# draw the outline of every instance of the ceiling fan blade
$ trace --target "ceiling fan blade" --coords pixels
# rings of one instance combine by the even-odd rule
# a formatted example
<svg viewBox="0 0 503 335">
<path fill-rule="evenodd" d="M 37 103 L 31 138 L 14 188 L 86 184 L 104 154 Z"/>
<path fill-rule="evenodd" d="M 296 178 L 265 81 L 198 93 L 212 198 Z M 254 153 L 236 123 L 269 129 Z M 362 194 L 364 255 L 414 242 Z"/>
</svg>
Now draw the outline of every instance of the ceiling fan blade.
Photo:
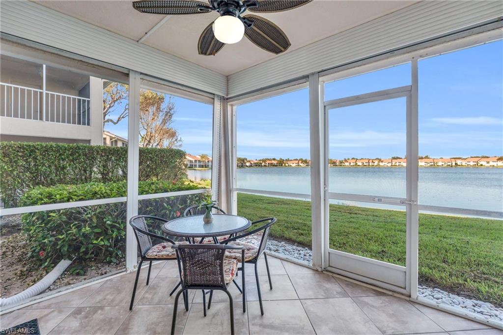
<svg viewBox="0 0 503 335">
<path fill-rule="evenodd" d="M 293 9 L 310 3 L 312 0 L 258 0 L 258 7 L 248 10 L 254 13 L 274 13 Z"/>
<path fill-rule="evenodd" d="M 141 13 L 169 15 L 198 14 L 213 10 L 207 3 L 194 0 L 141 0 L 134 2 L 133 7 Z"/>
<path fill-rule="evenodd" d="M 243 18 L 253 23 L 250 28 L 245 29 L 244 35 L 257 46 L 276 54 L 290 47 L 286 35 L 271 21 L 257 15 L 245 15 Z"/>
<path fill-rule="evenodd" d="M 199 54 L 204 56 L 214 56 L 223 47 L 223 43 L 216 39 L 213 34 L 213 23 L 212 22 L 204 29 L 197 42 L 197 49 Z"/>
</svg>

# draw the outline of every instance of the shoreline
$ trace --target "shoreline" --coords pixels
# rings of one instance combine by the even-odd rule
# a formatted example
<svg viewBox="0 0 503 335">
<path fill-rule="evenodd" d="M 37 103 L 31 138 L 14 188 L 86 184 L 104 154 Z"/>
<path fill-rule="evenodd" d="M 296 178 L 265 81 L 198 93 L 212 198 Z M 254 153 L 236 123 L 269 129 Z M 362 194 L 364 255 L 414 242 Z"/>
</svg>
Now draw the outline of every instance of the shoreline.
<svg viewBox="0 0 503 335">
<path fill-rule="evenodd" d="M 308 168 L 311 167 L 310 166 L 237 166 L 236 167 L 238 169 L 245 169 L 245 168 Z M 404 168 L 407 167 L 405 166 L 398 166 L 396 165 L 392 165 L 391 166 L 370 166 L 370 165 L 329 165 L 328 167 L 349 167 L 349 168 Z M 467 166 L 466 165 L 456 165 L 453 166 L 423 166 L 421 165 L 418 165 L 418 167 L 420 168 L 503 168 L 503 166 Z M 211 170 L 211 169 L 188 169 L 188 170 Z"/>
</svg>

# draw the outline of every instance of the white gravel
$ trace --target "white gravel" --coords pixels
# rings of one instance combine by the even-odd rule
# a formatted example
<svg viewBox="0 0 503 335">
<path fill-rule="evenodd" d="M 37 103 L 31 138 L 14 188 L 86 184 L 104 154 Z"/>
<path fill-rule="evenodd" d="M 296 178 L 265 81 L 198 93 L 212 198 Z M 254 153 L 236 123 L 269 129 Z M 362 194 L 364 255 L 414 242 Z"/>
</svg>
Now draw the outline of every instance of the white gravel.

———

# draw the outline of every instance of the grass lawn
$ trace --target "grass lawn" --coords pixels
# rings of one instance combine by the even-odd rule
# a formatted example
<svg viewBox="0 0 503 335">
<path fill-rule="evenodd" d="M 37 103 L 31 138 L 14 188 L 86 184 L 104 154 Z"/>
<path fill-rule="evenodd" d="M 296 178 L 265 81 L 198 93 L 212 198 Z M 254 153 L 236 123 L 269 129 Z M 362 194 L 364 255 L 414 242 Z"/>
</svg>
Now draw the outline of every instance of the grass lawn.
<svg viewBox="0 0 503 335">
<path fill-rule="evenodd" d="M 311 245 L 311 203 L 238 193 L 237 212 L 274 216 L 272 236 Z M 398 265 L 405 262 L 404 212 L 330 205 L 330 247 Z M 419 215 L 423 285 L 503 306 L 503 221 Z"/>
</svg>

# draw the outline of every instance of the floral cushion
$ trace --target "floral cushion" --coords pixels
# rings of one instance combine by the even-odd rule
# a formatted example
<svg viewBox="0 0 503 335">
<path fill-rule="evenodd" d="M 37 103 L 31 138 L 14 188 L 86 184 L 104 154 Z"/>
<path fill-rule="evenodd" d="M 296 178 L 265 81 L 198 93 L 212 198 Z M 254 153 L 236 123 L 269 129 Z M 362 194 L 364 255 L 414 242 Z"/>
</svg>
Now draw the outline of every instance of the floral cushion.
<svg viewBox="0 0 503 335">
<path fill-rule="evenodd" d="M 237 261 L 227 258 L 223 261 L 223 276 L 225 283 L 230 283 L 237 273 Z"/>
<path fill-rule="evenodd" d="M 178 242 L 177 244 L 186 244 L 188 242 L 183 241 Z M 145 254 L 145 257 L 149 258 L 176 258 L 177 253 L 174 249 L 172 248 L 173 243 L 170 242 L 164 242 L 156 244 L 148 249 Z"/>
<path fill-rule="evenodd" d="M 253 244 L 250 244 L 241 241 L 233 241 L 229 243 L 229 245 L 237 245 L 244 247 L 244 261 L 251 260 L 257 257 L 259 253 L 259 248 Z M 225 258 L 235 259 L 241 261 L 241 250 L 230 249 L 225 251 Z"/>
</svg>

———

Your task
Please reproduce word for word the material above, starting with the line that contains "# draw the outline of every instance of the ceiling" and going on through the line that contains "243 18 L 253", with both of those lines included. Leave the picture out of your copy.

Written solution
# draw the outline of every instance of the ceiling fan blade
$ trace --target "ceiling fan blade" --coords pixels
# rings of one instance combine by the even-odd rule
# a formatted example
<svg viewBox="0 0 503 335">
<path fill-rule="evenodd" d="M 37 103 L 31 138 L 14 188 L 86 184 L 104 154 Z"/>
<path fill-rule="evenodd" d="M 296 178 L 265 81 L 198 93 L 212 198 Z M 254 153 L 236 123 L 269 129 Z M 362 194 L 364 255 L 414 242 Z"/>
</svg>
Now draw the outline of every instance of the ceiling fan blade.
Photo:
<svg viewBox="0 0 503 335">
<path fill-rule="evenodd" d="M 293 9 L 310 3 L 312 0 L 258 0 L 258 7 L 248 10 L 254 13 L 274 13 Z"/>
<path fill-rule="evenodd" d="M 141 13 L 169 15 L 198 14 L 213 10 L 207 3 L 194 0 L 141 0 L 134 2 L 133 7 Z"/>
<path fill-rule="evenodd" d="M 243 18 L 253 23 L 250 28 L 245 29 L 244 35 L 257 46 L 276 54 L 290 47 L 286 35 L 271 21 L 257 15 L 245 15 Z"/>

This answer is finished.